== EXTRAIT DU DOCUMENT ==
□ □ □ □ □ □ □

La direction de PSA dispose-t-elle d’un stock de masques et de matériel de protection ?

Dans les mesures mises en place par la direction pour la reprise, il y a en effet le port obligatoire de masques chirurgicaux, voire de visières sur les postes ne permettant pas de garantir la distance « réglementaire ».  Il semblerait que le groupe dispose, ou soit en mesure de disposer, de 600 000 masques par semaine (2,5 millions de masques par mois). Les moyens déployés pour nous faire bosser sont faramineux alors même que la fabrication de moteurs ou de bagnoles ne n’a rien d’essentielle. Les masques dont PSA dispose devraient être réquisitionnés pour servir  aux travailleuses et travailleurs des secteurs prioritaires comme les hôpitaux, les EPHAD, la grande distribution, le nettoyage, le ramassage des déchets, etc.

La reconversion de sites pour participer à la fabrication de respirateurs médicaux est-elle possible techniquement ?

□ □ □ □ □ □ □

== SECTION DES DONNÉES ==

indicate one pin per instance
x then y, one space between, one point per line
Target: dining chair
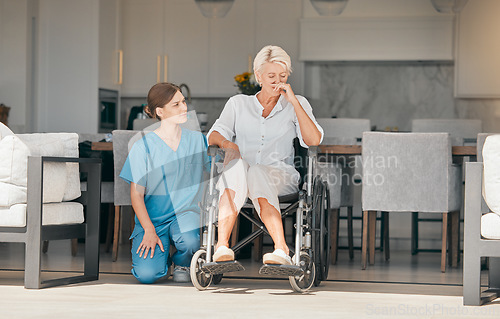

□ □ □ □ □ □ □

== CONSIGNE DE TRAVAIL ==
Reprenez le texte sur PSA et les masques à la suite de sa dernière phrase, et poursuivez-le sur quelques phrases.

== CORRIGÉ DE L'EXERCICE ==
Oui, c’est techniquement possible et cela prouve d’ailleurs que de façon générale l’industrie automobile pourrait très rapidement reconvertir sa production pour répondre aux besoins essentiels de la population ! Sur le site de Poissy, 8500 moteurs de respirateurs seront assemblés entre la fin de la semaine et la mi-mai pour Air Liquide Medical Systems à Anthonny. Beaucoup de salariés de PSA sont favorables à la fabrication de moteurs pour les respirateurs médicaux qui peuvent permettre de sauver des vies, à condition que la direction respecte strictement toutes les mesures de sécurité sanitaire. En revanche, tant qu’il y aura le confinement général, il n’est pas question de reprendre le boulot pour fabriquer des voitures ! Toute la production non vitale doit être stoppée. Notre santé et nos vies valent bien plus que les profits de PSA ! 

Un « accord de solidarité » a été négocié chez PSA : de quoi s’agit-il ?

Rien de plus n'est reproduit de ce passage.